WORK TO COMPLETE> Output the portion of the essay on breastfeeding that begins with "Today, I have" and continues through "I’ll give it.", reproducing it word for word.

I write this with the understanding that not all mothers have chosen to breastfeed and knowing that some mothers tried desperately to do so and just could not make it work. I write it with the understanding that breastfeeding is a daily gift I could never deserve. It has humbled me. Motherhood, in all of its facets, is a sacrifice. These are my reflections on one of many such sacrifices.
I can very clearly remember that first night in the hospital, learning how to nurse my first child. He was what they refer to as a barracuda eater. And he wanted to eat every single hour. I went into breastfeeding as confident as I think I possibly could have. But as they say with so many things in life, nothing could have truly prepared me for nursing a baby. And that’s because you can never predict what nursing that individual baby is going to be like. They are all so different!
I took a really helpful and super informative breastfeeding class before he was born. If I could give a single piece of advice to a mom planning to breastfeed, besides to surround yourself with as many nursing moms as you can, it would be to take a class and then get the phone number of the lactation consultant who teaches it. You will have questions once the baby arrives, I promise.
You’ll also be desperate for encouragement and that’s where the other mommas come in. They want to cheer you on. I guarantee it.
For the first three weeks of breastfeeding that sweet little barracuda, I needed all the encouragement I could get. Besides the fact that he wanted to nurse around the clock (and so sleep was non-existent in our home), his latch was less than great. There were days I’d see spots of blood in his spit up because my nipples were so cracked and raw.
But we kept at it. Learning to breastfeed a first child is the most challenging because you’re both figuring it all out. With the next one(s) you already know, you just have to guide and direct them.
Today, I have the wonderful honor and privilege of nursing our fourth child. If I think about that too much it brings me to tears. I mean, how incredibly humbling. Recently I was thinking about how I have been pregnant or nursing or both for the past 6 years straight. No break. And while at many, many, many times it has been exhausting, oh how it has been immeasurably more rewarding. My children are 4 of the greatest joys in my life and whatever sacrifice they require of me, I’ll give it.

[Point-per-instance localization rows]

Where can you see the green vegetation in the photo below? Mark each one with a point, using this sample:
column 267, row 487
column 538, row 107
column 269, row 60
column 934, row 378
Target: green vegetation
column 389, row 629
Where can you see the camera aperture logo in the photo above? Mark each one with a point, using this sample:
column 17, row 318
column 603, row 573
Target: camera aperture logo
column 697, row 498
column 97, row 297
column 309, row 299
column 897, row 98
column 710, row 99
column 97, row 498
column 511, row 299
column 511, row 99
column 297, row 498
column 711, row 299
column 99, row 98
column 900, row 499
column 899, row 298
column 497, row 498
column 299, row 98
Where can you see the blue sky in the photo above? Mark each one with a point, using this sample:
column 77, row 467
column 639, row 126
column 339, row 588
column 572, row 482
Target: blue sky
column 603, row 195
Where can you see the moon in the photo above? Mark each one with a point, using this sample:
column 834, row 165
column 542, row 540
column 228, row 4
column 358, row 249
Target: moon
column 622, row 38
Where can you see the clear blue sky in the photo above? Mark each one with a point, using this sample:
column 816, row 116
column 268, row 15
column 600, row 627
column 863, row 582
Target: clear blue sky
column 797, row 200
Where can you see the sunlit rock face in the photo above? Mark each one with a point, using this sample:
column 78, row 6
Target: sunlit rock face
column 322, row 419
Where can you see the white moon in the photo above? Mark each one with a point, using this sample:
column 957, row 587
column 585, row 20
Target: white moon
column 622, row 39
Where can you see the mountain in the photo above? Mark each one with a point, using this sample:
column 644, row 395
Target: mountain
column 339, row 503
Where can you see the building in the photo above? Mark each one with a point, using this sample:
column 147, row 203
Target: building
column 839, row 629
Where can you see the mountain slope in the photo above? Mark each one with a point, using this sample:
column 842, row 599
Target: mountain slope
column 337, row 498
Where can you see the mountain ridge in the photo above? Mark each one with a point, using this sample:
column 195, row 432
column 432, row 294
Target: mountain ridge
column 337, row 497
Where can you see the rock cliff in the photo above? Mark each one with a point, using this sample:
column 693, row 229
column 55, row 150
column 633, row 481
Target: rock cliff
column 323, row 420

FINAL ANSWER>
Today, I have the wonderful honor and privilege of nursing our fourth child. If I think about that too much it brings me to tears. I mean, how incredibly humbling. Recently I was thinking about how I have been pregnant or nursing or both for the past 6 years straight. No break. And while at many, many, many times it has been exhausting, oh how it has been immeasurably more rewarding. My children are 4 of the greatest joys in my life and whatever sacrifice they require of me, I’ll give it.